• [AIM]:
Count the lines in the records below that contain the string "adult", and give only that number.

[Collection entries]
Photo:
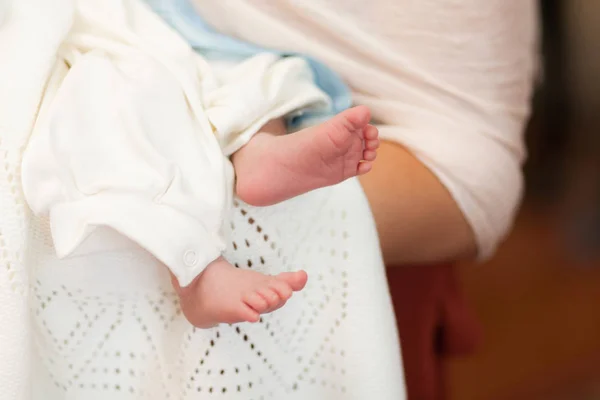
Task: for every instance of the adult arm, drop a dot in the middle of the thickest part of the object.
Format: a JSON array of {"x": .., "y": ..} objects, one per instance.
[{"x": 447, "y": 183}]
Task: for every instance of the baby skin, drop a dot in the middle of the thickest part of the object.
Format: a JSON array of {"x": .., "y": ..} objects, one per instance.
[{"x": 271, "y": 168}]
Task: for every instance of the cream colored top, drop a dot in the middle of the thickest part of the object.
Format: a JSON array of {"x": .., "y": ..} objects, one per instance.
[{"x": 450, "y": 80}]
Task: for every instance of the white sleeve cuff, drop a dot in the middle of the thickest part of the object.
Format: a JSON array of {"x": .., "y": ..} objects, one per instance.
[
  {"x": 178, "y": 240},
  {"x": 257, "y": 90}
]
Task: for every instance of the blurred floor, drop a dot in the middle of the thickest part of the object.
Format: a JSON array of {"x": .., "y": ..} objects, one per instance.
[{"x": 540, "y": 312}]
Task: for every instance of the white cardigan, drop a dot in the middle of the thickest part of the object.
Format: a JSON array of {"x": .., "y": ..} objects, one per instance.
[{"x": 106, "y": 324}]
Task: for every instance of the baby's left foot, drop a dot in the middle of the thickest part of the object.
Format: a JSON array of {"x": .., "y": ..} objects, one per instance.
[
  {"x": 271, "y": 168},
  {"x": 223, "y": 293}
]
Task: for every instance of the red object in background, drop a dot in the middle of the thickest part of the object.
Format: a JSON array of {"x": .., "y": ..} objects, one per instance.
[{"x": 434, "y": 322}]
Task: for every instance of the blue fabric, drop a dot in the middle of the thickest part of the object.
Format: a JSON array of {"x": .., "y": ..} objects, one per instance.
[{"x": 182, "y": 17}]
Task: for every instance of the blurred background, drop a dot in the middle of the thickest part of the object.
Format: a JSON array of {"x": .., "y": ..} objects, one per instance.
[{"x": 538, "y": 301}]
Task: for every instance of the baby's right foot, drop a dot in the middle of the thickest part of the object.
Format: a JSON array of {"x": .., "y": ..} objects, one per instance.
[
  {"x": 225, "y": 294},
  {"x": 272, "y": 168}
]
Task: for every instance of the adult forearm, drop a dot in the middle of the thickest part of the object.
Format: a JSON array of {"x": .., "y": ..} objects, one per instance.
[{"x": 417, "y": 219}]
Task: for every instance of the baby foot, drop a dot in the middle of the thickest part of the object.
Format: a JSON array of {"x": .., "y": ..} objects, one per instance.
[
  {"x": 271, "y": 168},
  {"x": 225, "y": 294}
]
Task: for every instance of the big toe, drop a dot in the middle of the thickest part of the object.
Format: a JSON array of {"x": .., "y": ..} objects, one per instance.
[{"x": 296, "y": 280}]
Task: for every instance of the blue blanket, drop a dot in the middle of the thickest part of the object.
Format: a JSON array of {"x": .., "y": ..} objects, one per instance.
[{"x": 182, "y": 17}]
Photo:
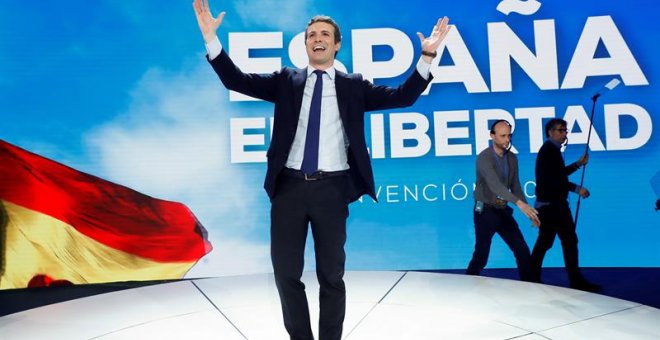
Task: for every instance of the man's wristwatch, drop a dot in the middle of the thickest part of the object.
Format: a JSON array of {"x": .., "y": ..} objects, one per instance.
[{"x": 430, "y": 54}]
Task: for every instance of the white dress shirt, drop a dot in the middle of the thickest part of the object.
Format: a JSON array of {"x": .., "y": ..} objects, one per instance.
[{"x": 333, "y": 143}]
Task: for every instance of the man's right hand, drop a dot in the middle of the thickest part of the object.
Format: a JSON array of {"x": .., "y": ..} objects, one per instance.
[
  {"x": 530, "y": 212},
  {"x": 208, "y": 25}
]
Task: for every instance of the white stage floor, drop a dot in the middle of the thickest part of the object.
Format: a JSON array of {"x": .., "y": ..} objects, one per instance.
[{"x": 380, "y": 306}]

...

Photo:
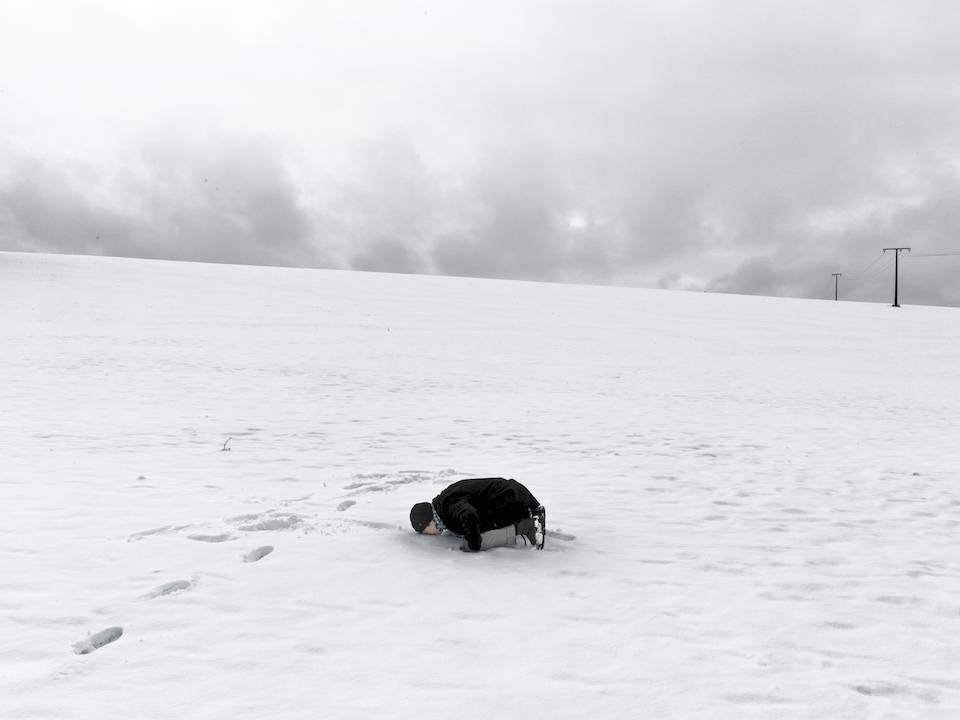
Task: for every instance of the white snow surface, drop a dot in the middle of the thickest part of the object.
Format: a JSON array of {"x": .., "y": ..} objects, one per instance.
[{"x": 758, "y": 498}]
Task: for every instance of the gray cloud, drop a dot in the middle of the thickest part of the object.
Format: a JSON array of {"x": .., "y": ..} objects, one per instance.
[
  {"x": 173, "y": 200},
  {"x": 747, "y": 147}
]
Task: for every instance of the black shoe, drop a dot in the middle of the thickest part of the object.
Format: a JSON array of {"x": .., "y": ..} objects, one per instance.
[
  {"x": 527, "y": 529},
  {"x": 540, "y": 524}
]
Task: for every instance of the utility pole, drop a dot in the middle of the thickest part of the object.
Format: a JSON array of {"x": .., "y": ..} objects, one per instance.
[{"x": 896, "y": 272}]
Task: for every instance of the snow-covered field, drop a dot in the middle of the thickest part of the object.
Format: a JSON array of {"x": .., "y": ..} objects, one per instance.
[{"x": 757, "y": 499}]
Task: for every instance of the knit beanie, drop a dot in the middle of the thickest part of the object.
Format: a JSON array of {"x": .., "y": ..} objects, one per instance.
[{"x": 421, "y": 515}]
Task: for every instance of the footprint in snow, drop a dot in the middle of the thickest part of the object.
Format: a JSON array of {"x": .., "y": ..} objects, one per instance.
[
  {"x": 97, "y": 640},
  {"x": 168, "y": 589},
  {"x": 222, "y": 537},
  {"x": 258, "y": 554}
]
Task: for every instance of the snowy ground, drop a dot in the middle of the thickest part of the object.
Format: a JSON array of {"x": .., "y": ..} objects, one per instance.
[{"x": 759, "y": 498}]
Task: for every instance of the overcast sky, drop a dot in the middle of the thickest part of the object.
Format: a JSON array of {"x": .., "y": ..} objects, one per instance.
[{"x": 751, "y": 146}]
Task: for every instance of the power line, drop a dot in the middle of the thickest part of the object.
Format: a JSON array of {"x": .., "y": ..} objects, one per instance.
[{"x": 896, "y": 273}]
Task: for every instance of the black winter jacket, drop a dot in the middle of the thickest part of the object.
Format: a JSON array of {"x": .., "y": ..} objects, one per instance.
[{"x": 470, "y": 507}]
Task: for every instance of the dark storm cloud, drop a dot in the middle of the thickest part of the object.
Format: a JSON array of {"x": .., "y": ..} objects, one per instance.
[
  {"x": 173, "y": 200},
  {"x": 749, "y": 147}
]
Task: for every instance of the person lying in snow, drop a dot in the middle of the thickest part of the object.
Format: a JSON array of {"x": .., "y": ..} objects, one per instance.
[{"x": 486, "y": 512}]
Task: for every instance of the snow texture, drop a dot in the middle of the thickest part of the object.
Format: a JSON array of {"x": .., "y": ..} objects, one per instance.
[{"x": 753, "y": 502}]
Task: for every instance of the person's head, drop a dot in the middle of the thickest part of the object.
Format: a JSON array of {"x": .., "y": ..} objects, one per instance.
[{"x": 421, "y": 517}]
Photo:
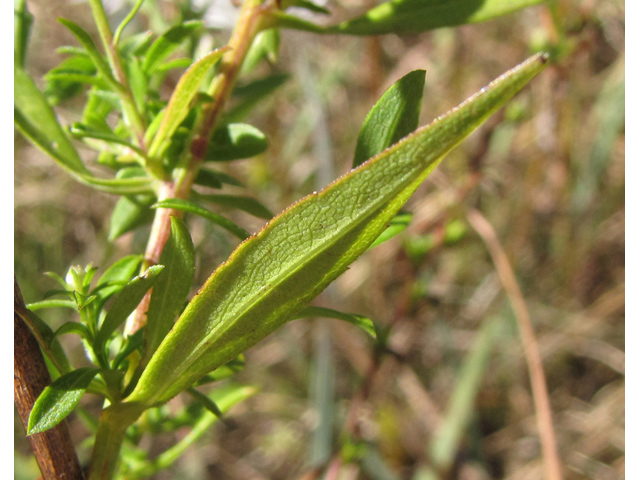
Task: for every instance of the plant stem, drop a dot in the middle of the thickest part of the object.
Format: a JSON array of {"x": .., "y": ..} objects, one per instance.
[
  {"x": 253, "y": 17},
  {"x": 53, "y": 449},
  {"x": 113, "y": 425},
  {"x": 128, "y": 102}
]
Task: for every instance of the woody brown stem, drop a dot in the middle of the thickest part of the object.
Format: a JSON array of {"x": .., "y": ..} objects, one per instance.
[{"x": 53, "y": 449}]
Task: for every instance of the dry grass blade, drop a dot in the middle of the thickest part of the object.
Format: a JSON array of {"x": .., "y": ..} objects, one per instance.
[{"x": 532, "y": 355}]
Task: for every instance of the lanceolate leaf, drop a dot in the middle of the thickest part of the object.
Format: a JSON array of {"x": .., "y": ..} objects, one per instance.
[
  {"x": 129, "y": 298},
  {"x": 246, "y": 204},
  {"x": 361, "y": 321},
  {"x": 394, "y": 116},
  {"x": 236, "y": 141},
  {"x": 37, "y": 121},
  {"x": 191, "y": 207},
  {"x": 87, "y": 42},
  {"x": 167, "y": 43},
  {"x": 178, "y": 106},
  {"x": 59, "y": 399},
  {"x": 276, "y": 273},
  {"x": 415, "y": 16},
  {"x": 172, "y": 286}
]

• [SOLUTION FOR THIS TASK]:
2